I'd say something as to why you can't think like that, but I don't think you'll ever find a virgin compatible with you. Unless you can get passed "ew..some other dude had his weiner in you. We can't be together nooww", chances are slim pickens
Im fully aware how small my pool is becoming. The older I get, the smaller my pool becomes cuz more and more girls are having sex.
I cant be with someone who has had sex before. Like I said it adds pressure to the relationship, and creates jealously issues. Plus I would want our special moments to be shared. That cant happen if she has lost her virginity to/has fucked other guys.
It would be another case of me putting more into it than she is.
So..you see girls as less than a person if they've been woth someone else before you? I know it's been said before but that's overly selfish. I'd get into the rest but that's a waste of time
So..you see girls as less than a person if they've been woth someone else before you? I know it's been said before but that's overly selfish. I'd get into the rest but that's a waste of time
As someone who has never had sex before, I dont want to be the noob to someone to is experienced. I dont really feel the urge to experience sex, but If I was to engage in sexual activity Id need to be with someone who is exploring it at my level as well.
I dont want to walk into a relationship where someone already knows what she wants and has past experience for a frame of reference.
Id want somebody I could discover things with.
It adds more to the relationship, Id think.
Hell Im mad at myself for kissing a girl before. I wish I saved my first kiss for whoever Id end up marrying.
Someone once said during sex-ed that when you have sex with someone, you have sex with all of their past partners.
They said this in reference to STDs, but I believe the same idea could be applied to someone's memories as well. They still remember their past lays. You're just another piece on a long stream of pieces. Sometimes the piece fits.
The problem is that you have this idea of what sex is but until you try it you don't know.. It's like you don't know what being drunk or high feels like until you actually try it
Again, I dont look at it as an action for leisure. Its not a past time to me.
So I cant be with a girl who has treated it as a past time.
And if a girl has only had sex with people she has "loved", to me that means that that love didnt last or wasnt real. So whatever we may feel might not be real either. Therefore it would diminish whatever it was we had.
And again, I couldnt feel comfortable being with a girl who knows exactly what she wants sexually, and has experience, and reference points when I have never had it. Too much pressure. Too much jealousy.

..........

- **Tasks to perform**:
A - Reproduce the forum thread on virginity and dating from "Id want somebody" to "their past partners.".
B - Carry the forum thread on virginity and dating forward from its final post.

- **Information given**:
..........

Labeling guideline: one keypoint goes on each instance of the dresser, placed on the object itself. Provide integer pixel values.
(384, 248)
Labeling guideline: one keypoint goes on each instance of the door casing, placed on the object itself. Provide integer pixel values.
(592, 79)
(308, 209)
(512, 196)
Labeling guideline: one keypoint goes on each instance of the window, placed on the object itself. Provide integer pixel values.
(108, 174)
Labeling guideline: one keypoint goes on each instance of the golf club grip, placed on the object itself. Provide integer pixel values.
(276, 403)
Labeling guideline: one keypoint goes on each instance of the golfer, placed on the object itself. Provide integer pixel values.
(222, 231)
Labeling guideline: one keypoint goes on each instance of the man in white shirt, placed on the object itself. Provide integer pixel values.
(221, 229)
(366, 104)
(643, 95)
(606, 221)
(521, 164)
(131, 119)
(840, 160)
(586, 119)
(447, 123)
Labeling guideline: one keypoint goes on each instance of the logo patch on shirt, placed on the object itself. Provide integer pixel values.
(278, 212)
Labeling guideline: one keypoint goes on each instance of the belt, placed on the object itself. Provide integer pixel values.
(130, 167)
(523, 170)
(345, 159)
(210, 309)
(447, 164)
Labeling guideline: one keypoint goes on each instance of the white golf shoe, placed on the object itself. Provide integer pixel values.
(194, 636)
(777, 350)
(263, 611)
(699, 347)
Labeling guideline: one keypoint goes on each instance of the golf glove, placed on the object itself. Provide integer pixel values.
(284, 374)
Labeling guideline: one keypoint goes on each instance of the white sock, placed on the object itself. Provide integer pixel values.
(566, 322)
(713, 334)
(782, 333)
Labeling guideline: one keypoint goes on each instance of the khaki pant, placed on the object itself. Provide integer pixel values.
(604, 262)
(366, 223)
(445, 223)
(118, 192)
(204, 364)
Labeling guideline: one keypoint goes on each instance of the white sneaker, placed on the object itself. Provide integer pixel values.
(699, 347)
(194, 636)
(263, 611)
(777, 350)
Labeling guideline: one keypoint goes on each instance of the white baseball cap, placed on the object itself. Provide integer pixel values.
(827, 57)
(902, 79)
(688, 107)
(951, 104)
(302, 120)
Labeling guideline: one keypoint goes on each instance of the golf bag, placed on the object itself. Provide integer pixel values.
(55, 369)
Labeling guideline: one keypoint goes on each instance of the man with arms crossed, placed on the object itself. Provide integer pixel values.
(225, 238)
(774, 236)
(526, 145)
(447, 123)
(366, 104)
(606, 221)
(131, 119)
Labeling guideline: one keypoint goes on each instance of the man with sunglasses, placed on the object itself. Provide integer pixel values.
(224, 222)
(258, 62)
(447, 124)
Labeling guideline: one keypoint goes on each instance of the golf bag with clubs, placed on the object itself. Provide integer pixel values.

..........

- **Exercise results**:
A -
Id want somebody I could discover things with.
It adds more to the relationship, Id think.
Hell Im mad at myself for kissing a girl before. I wish I saved my first kiss for whoever Id end up marrying.
Someone once said during sex-ed that when you have sex with someone, you have sex with all of their past partners.

B -
There is this quote I found a few years ago on the wizard web. And while I dont feel as extreme as this anon, there is some truth to the quote
"This anon gets it. I'm an incel wiz and I want to get laid because I'm already beat the virg game. So if I actually do go out on a date, and the conversation turns to the past, she will start talking about how she had all these wild times or at least good times with her ex-boyfriends. Then, I know that she will have at some point satisfied her slut lust by getting used every day by Chads like a cheap whore and that she's "had enough sex to last a lifetime." So I'm there, supposed to mop up this used goods bitch's life by being the beta provider she always planned on having after she wants to "settle down" who she would only fuck like once a week with her blasted out axe wound vagina only in return for cash and other honey-do's whereas before she would wake up Chad with a blowjob because she was feeling fiesty. By then, she'll be 30 pounds fatter, her skin all aged, tits sagged and thoroughly disinterested in real romance (as if my bitterness would allow me to get truly romantic). This is my only option. Sure feels great! /s"
I can't logically assess your thought process on this specific subject. I try, but nothing
Because you separate sex from relationship.
Im trying to join the two for something that last forever between me and one other person.
I can separate sex from emotion. But separating sex from a relationship? No. A healthy sex life, being completely honest and open, conversation/communication, and so on are major keys to a long-term..or rather life long..relationship. The guy having sex with other individuals before me doesn't diminish, damage, or ruin what we could have and so forth. And it should be the same the other way. I don't get jealous because of past hookups, relationships, crazy endeavors I wasn't there for. That's pointless. It's like letting yourself get incredibly angry over the fact that it's storming today and you didn't want it to because you had plans. It's out of your control. It's also just that, the past. Two people that are 100% comfortable with each other in all aspects can discuss their pasts without such emotions boiling up.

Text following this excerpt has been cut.